**TASK DESCRIPTION**
How many lines of these entries hold the string "point"? Answer with the number alone.

**RECORD EXCERPTS**
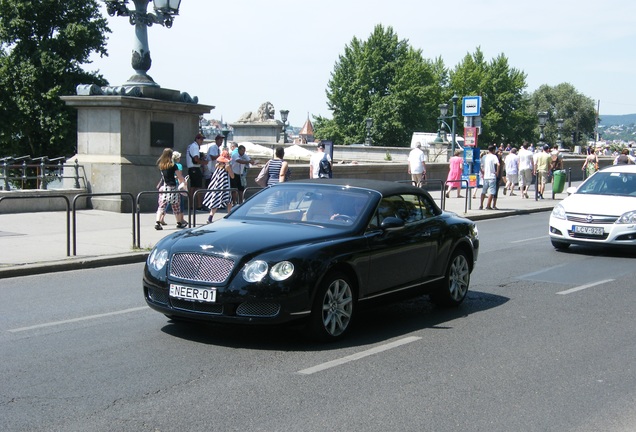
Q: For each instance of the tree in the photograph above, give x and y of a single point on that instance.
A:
(505, 118)
(563, 101)
(387, 80)
(43, 44)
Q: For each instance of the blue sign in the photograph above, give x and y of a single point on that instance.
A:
(471, 106)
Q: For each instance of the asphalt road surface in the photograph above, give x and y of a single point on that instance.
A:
(545, 341)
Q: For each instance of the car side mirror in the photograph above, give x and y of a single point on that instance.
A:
(391, 224)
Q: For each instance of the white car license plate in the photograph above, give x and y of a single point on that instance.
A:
(588, 230)
(190, 293)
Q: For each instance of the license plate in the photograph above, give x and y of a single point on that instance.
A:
(195, 294)
(588, 230)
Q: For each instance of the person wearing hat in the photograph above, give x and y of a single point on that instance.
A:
(219, 194)
(193, 163)
(320, 163)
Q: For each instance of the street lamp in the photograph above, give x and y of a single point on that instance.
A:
(443, 110)
(283, 117)
(369, 124)
(543, 118)
(164, 12)
(559, 140)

**RESPONSE**
8